» **Énoncé**:
D'après l'entretien sur le commissariat d'exposition, quelle est la vraie qualité d'un commissaire ?

» **Extrait**:
═══

Premièrement, parce que personne ne gagnait sa vie. On payait les graphistes, mais économiquement c'était très compliqué. À la fin, j'ai dit aux rédacteurs : "Dans une histoire d'amour, on ne peut pas s'arrêter quand ça va bien, on y croit jusqu'au bout, on se dit que ce sera pour la vie. Mais on sait que ce n'est pas toujours le cas.. ! Et dans une revue, c'est vraiment très rare. Il y a toujours un moment où surgissent des dissensions, des divergences. Pour nous, tout va bien. C'est un moment où nous avons plein de bons souvenirs, nous avons fait de belles choses. Je suis arrivé au bout de l'aventure de mon côté." Personne n'a souhaité reprendre le journal,  il s'est donc arrêté de sa belle mort, sans confrontation ni crise.
Young Art Review - Particules
​Comment en es-tu venu à faire du commissariat ? En rencontrant tous ces artistes ?
Colette Barbier (directrice de la Fondation Ricard) est la première à m'avoir fait confiance.
Avant ça, j’avais notamment organisé la première expo en galerie de Neil Beloufa chez LHK, qui était dirigée par ma compagne de l'époque, Perséphone Kessanidis. Nous avons découvert Neil ensemble. Les projets se sont ensuite enclenchés rapidement et depuis, je n’ai pas beaucoup soufflé !
"Je crois qu'un commissaire, c’est quelqu’un qui arrive à raconter des histoires, qui a la capacité d’embarquer un public dans une écriture."
Qu'est-ce qu'un (bon) curator pour toi ?
Je crois qu'un commissaire, c’est quelqu’un qui arrive à raconter des histoires, qui a la capacité d’embarquer un public dans une écriture. C'est dans ce sens que je parle de récit : écrire dans l'espace.
Un « bon » commissaire, c’est peut-être quelqu’un qui est capable de porter toute l’architecture d’un projet composé de nombreux détails : les lumières, les textes, l’accrochage bien sûr, la manière dont on emmène un visiteur avec nous dans une « théâtralisation » de l'espace... Pour moi, c’est être capable faire d'une exposition, une aventure. 
​​Quelles sont les clés pour en devenir un ?
Je pense tout d'abord qu'il faut une bonne capacité de conciliation, être un excellent diplomate. Il ne faut pas avoir un ego supérieur à celui des artistes... ! Il faut être capable d’être ouvert à de nombreux rebondissements et imprévus et avoir une détermination sans faille. Je crois qu'il n’y a vraiment pas d’autres méthodes que l’expérience, compte tenu des métiers qui sont impliqués : scénographie, écriture, prise de parole, capacité à aller chercher du mécénat aussi, c'est un aspect nouveau et déterminant aujourd'hui. Il faut être un vrai couteau suisse ! La vraie qualité d’un commissaire, c’est la polyvalence. Mais il faut avoir des idées et les suivre, coûte que coûte. Les compromis sont toujours trop visibles dans une exposition.

═══

» **Données**:
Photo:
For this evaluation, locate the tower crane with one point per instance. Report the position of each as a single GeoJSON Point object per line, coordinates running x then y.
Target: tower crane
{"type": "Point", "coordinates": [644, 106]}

═══

» **Réponse**:
La polyvalence.